**TASK BRIEF**
In the rows below, copy word for word everything from the line containing "the dark suit" down to the line containing "327], [377, 245]]", keeping both of those lines.

[START OF DATA EXTRACT]

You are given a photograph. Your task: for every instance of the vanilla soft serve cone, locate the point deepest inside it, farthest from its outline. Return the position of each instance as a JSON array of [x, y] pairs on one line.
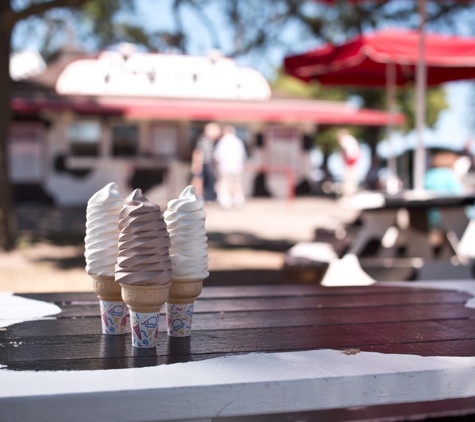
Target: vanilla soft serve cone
[[185, 220], [143, 269], [102, 235]]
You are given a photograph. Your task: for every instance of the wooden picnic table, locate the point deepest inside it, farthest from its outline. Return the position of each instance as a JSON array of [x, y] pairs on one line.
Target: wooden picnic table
[[292, 352], [378, 218]]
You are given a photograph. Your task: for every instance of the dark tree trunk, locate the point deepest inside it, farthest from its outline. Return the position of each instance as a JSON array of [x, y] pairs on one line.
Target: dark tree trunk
[[7, 218], [373, 138]]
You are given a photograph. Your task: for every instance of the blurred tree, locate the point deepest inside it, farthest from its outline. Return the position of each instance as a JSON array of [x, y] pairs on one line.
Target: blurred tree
[[98, 20], [289, 86], [11, 12]]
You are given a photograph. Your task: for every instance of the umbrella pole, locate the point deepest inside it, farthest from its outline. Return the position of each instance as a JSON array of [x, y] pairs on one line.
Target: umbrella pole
[[421, 83], [393, 184]]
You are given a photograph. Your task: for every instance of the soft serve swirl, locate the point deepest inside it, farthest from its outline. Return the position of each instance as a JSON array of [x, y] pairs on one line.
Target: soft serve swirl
[[102, 231], [185, 220], [144, 243]]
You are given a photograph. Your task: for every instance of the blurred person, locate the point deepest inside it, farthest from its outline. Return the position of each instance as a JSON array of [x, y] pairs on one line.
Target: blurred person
[[350, 151], [441, 177], [202, 162], [230, 154], [372, 180]]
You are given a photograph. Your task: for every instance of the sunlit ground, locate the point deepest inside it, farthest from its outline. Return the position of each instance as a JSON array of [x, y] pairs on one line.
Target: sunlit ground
[[254, 238]]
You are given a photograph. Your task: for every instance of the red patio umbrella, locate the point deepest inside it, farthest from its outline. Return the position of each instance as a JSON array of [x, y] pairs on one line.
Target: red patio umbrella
[[387, 58], [421, 84]]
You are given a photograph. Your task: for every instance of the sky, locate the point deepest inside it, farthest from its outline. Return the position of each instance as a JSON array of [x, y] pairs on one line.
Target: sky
[[451, 131]]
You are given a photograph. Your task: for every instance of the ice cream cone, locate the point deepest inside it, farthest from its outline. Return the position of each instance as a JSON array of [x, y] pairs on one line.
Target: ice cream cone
[[144, 303], [180, 304], [113, 308]]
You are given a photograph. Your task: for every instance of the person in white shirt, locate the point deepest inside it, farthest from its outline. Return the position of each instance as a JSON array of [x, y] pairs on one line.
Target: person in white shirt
[[350, 151], [230, 155]]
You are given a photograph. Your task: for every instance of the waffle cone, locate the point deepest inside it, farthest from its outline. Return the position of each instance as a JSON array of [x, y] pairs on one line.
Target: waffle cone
[[144, 298], [185, 291], [106, 288]]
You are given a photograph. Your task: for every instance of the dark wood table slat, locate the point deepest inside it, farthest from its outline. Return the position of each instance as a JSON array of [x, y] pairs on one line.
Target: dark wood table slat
[[243, 340], [237, 292], [256, 319], [87, 309]]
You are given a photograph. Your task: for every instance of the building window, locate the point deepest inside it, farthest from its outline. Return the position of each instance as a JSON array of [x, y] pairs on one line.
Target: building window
[[125, 140], [164, 140], [84, 138]]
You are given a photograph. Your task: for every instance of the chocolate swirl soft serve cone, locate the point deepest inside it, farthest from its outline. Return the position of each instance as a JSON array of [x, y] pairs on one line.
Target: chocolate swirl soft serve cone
[[144, 268], [102, 235], [185, 219]]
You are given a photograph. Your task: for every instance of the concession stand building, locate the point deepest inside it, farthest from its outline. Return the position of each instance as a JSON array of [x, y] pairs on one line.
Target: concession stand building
[[134, 117]]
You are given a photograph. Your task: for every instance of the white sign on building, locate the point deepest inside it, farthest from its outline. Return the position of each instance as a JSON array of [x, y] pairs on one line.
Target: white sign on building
[[162, 75]]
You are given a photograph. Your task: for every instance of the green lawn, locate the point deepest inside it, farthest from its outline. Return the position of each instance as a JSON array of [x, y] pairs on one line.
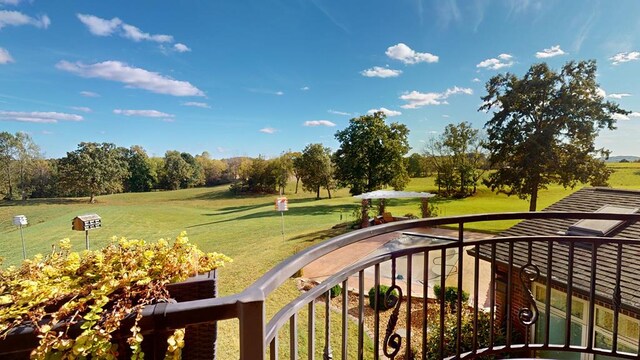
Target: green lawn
[[246, 228]]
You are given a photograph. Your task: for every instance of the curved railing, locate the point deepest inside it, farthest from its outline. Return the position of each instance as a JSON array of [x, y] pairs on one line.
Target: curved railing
[[525, 316], [518, 301]]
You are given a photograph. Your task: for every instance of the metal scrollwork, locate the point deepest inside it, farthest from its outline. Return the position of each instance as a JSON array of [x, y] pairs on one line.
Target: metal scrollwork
[[392, 340], [528, 274]]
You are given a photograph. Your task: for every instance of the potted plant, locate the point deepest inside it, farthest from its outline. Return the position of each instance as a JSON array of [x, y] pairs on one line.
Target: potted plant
[[79, 304]]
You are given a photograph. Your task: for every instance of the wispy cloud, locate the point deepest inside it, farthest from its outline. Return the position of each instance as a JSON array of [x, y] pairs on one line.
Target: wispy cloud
[[131, 77], [98, 26], [268, 130], [378, 71], [105, 27], [623, 57], [503, 60], [197, 104], [319, 123], [5, 57], [143, 113], [81, 108], [618, 96], [89, 94], [417, 99], [336, 112], [135, 34], [407, 55], [16, 18], [38, 117], [551, 52], [389, 113], [10, 2], [179, 47]]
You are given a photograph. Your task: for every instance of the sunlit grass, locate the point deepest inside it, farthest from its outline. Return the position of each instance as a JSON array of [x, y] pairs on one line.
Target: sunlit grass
[[247, 228]]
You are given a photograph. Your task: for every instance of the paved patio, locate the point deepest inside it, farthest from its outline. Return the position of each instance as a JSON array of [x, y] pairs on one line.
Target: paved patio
[[339, 259]]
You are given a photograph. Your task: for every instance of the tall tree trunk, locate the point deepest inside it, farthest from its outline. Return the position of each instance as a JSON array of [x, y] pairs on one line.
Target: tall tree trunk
[[533, 203]]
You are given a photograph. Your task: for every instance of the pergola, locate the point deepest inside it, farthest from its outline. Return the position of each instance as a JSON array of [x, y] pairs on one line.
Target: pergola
[[392, 194]]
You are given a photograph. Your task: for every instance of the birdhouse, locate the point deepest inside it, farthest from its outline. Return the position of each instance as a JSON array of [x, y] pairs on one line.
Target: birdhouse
[[86, 222], [19, 220]]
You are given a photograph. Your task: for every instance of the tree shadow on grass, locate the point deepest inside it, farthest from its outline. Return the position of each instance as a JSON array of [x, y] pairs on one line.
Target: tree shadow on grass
[[312, 210], [45, 201], [323, 234]]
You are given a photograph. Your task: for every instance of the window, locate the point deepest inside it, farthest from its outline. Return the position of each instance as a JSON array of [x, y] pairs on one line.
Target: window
[[628, 327]]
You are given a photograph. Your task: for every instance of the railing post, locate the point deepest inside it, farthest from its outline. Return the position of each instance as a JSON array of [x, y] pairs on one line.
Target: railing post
[[251, 316]]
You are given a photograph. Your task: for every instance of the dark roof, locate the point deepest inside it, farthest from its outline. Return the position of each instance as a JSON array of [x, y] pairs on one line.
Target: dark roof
[[583, 200]]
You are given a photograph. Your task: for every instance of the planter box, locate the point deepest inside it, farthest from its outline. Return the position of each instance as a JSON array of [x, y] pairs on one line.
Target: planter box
[[200, 339]]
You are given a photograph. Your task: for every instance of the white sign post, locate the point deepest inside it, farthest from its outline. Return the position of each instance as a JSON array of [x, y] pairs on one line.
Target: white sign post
[[282, 206], [20, 220]]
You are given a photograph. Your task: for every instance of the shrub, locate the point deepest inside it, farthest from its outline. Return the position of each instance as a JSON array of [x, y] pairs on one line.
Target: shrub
[[335, 291], [98, 288], [450, 295], [382, 304]]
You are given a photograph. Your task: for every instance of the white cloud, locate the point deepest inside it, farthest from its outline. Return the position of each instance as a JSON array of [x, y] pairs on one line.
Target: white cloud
[[135, 34], [407, 55], [179, 47], [143, 113], [619, 117], [5, 57], [417, 99], [132, 77], [386, 111], [551, 52], [336, 112], [618, 96], [378, 71], [625, 57], [197, 104], [268, 130], [81, 108], [319, 123], [38, 116], [89, 94], [16, 18], [503, 60], [98, 26]]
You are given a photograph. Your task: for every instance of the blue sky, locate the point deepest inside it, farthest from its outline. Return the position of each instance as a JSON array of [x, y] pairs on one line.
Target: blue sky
[[261, 77]]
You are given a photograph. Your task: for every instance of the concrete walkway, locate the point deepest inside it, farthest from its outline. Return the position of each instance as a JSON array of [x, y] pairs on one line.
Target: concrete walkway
[[343, 257]]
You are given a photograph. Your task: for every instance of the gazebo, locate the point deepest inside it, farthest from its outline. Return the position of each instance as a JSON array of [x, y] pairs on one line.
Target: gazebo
[[392, 194]]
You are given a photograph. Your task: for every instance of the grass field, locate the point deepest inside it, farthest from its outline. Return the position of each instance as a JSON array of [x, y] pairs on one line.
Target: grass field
[[246, 228]]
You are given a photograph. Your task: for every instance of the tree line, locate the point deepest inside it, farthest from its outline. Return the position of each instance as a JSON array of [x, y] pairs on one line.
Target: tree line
[[542, 130]]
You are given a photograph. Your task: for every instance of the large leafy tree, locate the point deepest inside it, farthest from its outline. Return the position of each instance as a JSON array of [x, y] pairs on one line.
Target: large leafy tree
[[93, 169], [457, 156], [543, 129], [142, 175], [371, 154], [316, 169]]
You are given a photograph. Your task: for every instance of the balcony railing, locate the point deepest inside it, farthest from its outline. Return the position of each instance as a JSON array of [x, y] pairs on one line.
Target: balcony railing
[[530, 296]]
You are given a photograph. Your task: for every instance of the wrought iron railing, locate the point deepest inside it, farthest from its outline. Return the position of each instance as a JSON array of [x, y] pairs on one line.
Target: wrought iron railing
[[526, 311]]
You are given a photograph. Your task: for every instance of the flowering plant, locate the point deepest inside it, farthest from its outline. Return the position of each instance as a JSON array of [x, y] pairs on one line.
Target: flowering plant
[[97, 290]]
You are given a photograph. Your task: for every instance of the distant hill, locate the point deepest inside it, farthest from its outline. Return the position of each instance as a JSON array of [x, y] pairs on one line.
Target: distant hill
[[620, 157]]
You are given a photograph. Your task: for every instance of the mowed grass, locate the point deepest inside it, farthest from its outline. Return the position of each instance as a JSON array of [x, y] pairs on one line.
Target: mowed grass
[[246, 228]]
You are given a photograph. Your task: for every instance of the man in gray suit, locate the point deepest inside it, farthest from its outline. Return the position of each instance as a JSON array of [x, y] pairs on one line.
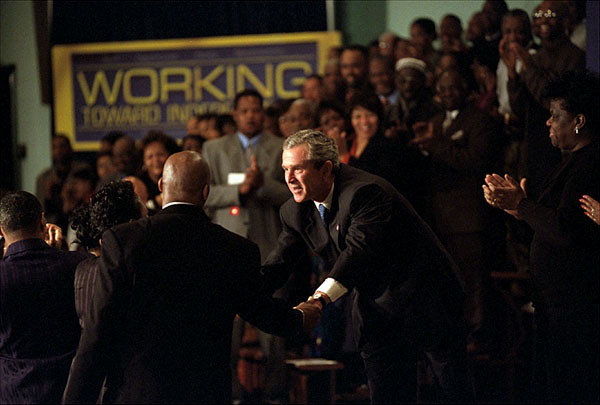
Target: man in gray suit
[[247, 188]]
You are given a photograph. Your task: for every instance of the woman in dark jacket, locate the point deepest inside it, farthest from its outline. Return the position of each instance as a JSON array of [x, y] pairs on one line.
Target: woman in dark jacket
[[564, 256]]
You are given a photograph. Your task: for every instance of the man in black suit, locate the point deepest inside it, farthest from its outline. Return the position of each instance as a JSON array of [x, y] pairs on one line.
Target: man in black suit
[[38, 323], [167, 290], [404, 284]]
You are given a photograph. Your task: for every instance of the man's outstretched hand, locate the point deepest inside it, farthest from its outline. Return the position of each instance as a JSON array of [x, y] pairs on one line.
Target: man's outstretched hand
[[311, 314]]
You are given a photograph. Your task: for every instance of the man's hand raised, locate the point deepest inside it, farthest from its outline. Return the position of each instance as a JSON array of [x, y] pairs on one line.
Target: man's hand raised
[[311, 314]]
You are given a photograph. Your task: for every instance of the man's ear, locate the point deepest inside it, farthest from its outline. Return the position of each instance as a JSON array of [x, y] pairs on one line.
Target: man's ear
[[580, 121], [43, 222], [327, 168]]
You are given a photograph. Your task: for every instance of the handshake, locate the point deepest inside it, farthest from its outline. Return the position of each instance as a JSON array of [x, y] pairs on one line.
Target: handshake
[[312, 310]]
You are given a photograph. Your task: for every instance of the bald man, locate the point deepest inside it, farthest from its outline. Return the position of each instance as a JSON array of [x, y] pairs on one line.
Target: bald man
[[167, 291]]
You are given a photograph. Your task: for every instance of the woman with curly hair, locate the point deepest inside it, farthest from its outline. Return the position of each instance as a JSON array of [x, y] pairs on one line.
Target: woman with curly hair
[[564, 256], [113, 204]]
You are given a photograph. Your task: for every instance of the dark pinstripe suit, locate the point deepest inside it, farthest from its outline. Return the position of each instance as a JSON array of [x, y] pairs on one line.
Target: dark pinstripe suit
[[39, 331]]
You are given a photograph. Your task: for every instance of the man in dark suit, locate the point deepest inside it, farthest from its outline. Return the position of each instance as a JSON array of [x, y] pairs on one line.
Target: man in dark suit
[[463, 143], [167, 290], [39, 330], [405, 290]]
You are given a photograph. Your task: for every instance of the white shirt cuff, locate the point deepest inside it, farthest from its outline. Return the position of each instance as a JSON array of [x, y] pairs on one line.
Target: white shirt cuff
[[332, 288]]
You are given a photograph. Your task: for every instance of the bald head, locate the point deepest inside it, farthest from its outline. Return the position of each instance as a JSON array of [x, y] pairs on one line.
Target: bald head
[[185, 178]]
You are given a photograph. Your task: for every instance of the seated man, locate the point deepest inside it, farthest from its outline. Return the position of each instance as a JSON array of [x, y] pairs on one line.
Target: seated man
[[39, 331]]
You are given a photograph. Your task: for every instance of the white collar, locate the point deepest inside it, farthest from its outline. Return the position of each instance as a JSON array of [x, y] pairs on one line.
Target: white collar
[[176, 203], [452, 114]]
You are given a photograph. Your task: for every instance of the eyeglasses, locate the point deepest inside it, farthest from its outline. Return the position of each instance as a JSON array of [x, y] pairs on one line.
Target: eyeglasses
[[547, 14]]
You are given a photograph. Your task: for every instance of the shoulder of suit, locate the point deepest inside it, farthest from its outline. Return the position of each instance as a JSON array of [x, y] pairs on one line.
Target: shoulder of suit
[[272, 138], [237, 243]]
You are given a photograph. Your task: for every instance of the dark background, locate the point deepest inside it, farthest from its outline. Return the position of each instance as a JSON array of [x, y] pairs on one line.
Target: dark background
[[105, 21]]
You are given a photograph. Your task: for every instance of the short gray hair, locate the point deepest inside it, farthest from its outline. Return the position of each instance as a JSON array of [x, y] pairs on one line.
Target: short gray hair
[[321, 148]]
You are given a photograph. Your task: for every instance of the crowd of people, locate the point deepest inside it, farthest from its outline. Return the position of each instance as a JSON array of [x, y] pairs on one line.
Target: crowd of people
[[499, 111]]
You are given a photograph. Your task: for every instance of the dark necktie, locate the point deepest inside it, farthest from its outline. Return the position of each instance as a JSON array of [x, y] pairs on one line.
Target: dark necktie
[[323, 213]]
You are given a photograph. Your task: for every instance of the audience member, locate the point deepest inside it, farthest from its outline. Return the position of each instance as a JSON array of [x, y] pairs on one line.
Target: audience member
[[330, 116], [105, 166], [494, 10], [50, 182], [39, 330], [156, 148], [108, 141], [284, 123], [158, 305], [192, 142], [332, 81], [415, 101], [226, 124], [564, 258], [126, 157], [78, 189], [404, 49], [387, 44], [372, 152], [516, 28], [300, 115], [139, 188], [115, 203], [380, 251], [247, 188], [312, 89], [422, 35], [591, 208], [451, 34], [576, 26], [354, 70], [381, 77], [193, 125], [462, 143], [204, 125], [556, 56]]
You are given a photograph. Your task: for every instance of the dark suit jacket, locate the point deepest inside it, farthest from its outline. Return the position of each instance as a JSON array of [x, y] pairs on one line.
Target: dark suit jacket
[[39, 331], [460, 158], [564, 256], [85, 279], [159, 327], [377, 245]]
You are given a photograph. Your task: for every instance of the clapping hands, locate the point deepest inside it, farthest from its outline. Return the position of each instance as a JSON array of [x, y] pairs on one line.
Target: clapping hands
[[504, 192]]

[END OF DATA EXTRACT]

**TASK SOLUTION**
You are given a photograph. Your task: for every instance of the dark suit jacket, locate the point deepest inside it, farthest from its outline. Return the position of each instance as a JSON array of [x, y] pairs on one line.
Target: dark suit jacket
[[39, 331], [460, 158], [564, 256], [85, 279], [159, 327], [377, 245]]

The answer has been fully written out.